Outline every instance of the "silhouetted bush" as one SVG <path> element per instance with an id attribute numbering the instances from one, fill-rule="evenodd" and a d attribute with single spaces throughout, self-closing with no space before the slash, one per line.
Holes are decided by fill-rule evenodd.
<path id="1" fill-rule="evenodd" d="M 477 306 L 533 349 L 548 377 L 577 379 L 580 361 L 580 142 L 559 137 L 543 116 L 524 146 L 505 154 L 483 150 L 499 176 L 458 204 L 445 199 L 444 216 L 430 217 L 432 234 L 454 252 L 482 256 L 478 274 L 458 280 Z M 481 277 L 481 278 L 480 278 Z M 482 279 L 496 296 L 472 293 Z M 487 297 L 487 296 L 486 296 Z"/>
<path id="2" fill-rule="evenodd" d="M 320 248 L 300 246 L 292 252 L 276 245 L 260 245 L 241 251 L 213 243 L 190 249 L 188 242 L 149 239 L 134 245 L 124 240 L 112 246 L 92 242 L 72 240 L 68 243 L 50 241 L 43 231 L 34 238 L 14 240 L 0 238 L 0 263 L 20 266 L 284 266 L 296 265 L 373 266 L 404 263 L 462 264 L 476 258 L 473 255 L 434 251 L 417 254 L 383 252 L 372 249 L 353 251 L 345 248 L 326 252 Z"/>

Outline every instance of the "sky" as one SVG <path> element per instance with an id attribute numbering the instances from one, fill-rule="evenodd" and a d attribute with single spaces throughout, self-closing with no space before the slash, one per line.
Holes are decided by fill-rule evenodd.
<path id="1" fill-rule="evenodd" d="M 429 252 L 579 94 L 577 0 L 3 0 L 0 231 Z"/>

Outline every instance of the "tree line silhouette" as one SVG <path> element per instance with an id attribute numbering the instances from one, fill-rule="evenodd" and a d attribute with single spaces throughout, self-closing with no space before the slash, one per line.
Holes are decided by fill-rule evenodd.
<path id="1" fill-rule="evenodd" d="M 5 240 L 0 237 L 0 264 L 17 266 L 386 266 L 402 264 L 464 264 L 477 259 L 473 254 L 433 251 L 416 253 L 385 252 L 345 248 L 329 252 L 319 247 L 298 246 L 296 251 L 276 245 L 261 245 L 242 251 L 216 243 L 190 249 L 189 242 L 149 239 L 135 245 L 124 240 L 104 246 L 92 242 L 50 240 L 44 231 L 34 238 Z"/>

━━━

# Task details
Report every line of the records that contains the string "slash", treating uppercase and lowercase as distinct.

# Reply to the task
Outline every instance of the "silhouetted bush" as one SVG <path> element per instance with an id attribute numbering the instances from one, fill-rule="evenodd" and a d attribute with single spaces throughout, self-closing with no space before the slash, one per line.
Outline every instance of the "sky" as one SVG <path> element per instance with an id attribute numbering the instances from one, fill-rule="evenodd" and a d attribute with single spaces throughout, self-closing with no space before the slash, one per line.
Outline every instance of the "tree line silhouette" as one SVG <path> element per instance with an id attribute numbering the instances from one, fill-rule="evenodd" and a d attribute with single spaces throughout, self-closing with no space before the slash, one per line.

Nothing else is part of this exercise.